Passage shown:
Content starts

Toward Robust Semi-supervised Regression via Dual-stream Knowledge Distillation
Ye Su, Hezhe Qiao, Wei Huang, Lin Chen
TL;DR
This work tackles semi-supervised regression (SSR) under limited labeled data by introducing Dual-stream Knowledge Distillation (DKD), which jointly distills continuous-valued knowledge and label-distribution information from a ground-truth-informed teacher to a student. A Decoupled Distribution Alignment (DDA) module further refines supervision by separating target and non-target distribution alignment with adaptive weighting to mitigate pseudo-label noise. The approach converts regression to label-distribution learning over discretized bins, enabling robust learning from unlabeled data via teacher-generated pseudo targets and end-to-end distillation losses. Empirical results across audio, text, image, and medical datasets show that DKD achieves state-of-the-art performance on MAE, R^2, and SRCC, demonstrating strong generalization and robustness to labeling scarcity.

Content ends

What to do:
1 > Decide whether each statement agrees with the distillation summary, answering yes or no and quoting the words of the text that settle it: (a) DKD passes knowledge from the student to the teacher; (b) the DDA module aligns target and non-target distributions separately; (c) the method was evaluated only on image datasets.
2 > Turn the paragraph of the distillation summary that opens with "This work tackles" into a short list that keeps its main facts.

Information shown:
Content starts

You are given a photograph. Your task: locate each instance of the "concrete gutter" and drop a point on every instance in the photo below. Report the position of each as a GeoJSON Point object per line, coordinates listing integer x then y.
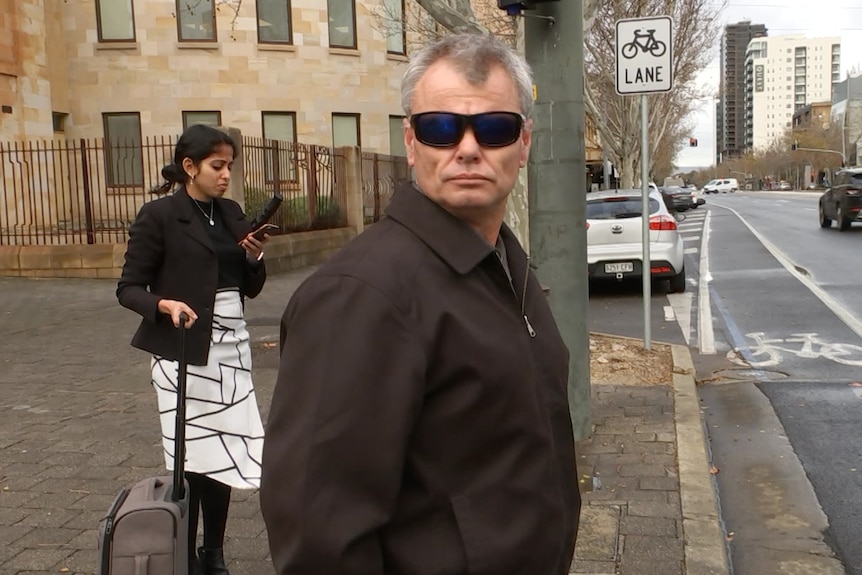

Content ends

Numbered responses:
1 >
(a) No: "from a ground-truth-informed teacher to a student"
(b) Yes: "separating target and non-target distribution alignment with adaptive weighting"
(c) No: "across audio, text, image, and medical datasets"

2 >
- Problem: semi-supervised regression (SSR) when labeled data is limited.
- Dual-stream Knowledge Distillation (DKD) jointly distills continuous-valued knowledge and label-distribution information from a ground-truth-informed teacher to a student.
- A Decoupled Distribution Alignment (DDA) module separates target and non-target distribution alignment, with adaptive weighting, to reduce pseudo-label noise.
- Regression is recast as label-distribution learning over discretized bins. Unlabeled data is used through teacher-generated pseudo targets and end-to-end distillation losses.
- On audio, text, image, and medical datasets, DKD reaches state-of-the-art MAE, R^2, and SRCC, with strong generalization and robustness when labels are scarce.